A mi familia le
encanta viajar. Desde pequeñita me he acostumbrado a escaparme los fines de
semana a conocer lugares nuevos y a pasar los veranos fuera, lejos del ruido de
los coches y de la monotonía, pero sobre todo lejos de cualquier sitio que responda
al nombre de “ciudad”. He aprendido a disfrutar de la calma de los lugares
tranquilos, a apreciar el paisaje sea cual sea, a fijarme en los pequeños
detalles que conforman la grandeza de las cosas. Tal vez sea ese el motivo por
el que, a pesar de que yo no sea el mejor ejemplo para hablar de esto, de vez
en cuando tenga conciencia para intentar eso de hacer el mundo un poquito
mejor.
Siempre me ha
llamado la atención la forma de hacer las cosas en los sitios pequeños. Por las
mañanas todo el mundo sale con su carrito y se va a hacer la compra; y es
curioso que, como en una escena de película americana, los niños van en esas
bicis con cestita llevando el pan al mismo tiempo que hacen carreras entre
ellos gritándose y riéndose. Allí cuando asoma el buen tiempo, verás las
ventanas abiertas de par en par, dejando que la luz se cuele por ellas. Me
encanta pasar por la calle y escuchar el runrún de una tele de alguna casa, el
llanto de un bebé al que quizás se le haya caído el chupete o alguna risa de
alguna pareja, como si yo también fuera un rayito de sol que me cuelo sin ser
vista haciéndome partícipe de alguna historia ajena por unos segundos.

Consigna 1:
Responde estas preguntas sobre el texto extraído:
(a) ¿Qué le encanta hacer a la familia de quien escribe?
(b) ¿Qué llevan los niños en las bicis con cestita?
(c) ¿Cómo están las ventanas cuando asoma el buen tiempo?
Consigna 2:
Transcribe un fragmento del texto extraído: comienza en las palabras "Siempre me ha" y detente después de "por unos segundos.".
Los datos no son necesarios para resolver las tareas.

Datos proporcionados:
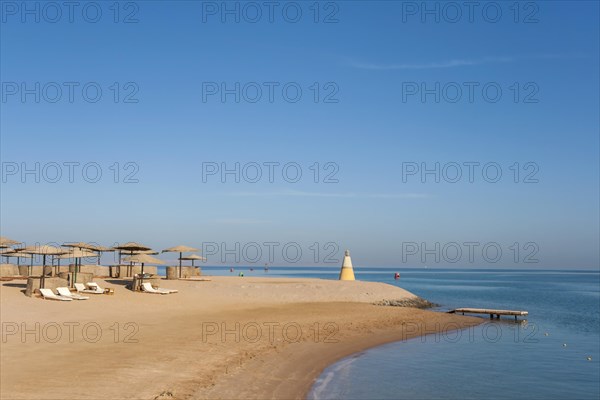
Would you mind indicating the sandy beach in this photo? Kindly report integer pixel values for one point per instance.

---

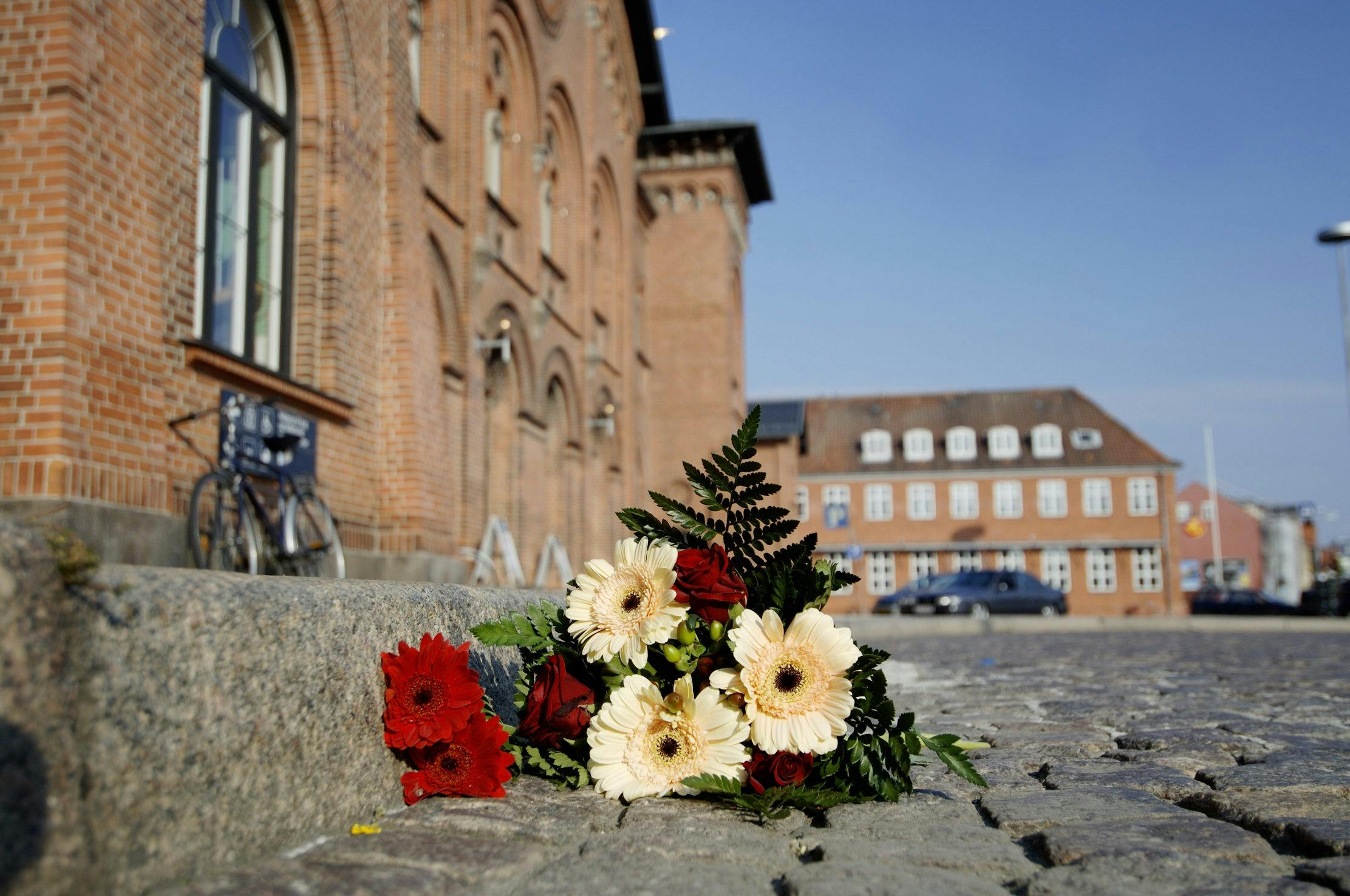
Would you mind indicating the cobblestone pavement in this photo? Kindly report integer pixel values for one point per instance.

Resultado obtenido 1:
(a) Viajar.
(b) El pan.
(c) Abiertas de par en par.

Resultado obtenido 2:
Siempre me ha
llamado la atención la forma de hacer las cosas en los sitios pequeños. Por las
mañanas todo el mundo sale con su carrito y se va a hacer la compra; y es
curioso que, como en una escena de película americana, los niños van en esas
bicis con cestita llevando el pan al mismo tiempo que hacen carreras entre
ellos gritándose y riéndose. Allí cuando asoma el buen tiempo, verás las
ventanas abiertas de par en par, dejando que la luz se cuele por ellas. Me
encanta pasar por la calle y escuchar el runrún de una tele de alguna casa, el
llanto de un bebé al que quizás se le haya caído el chupete o alguna risa de
alguna pareja, como si yo también fuera un rayito de sol que me cuelo sin ser
vista haciéndome partícipe de alguna historia ajena por unos segundos.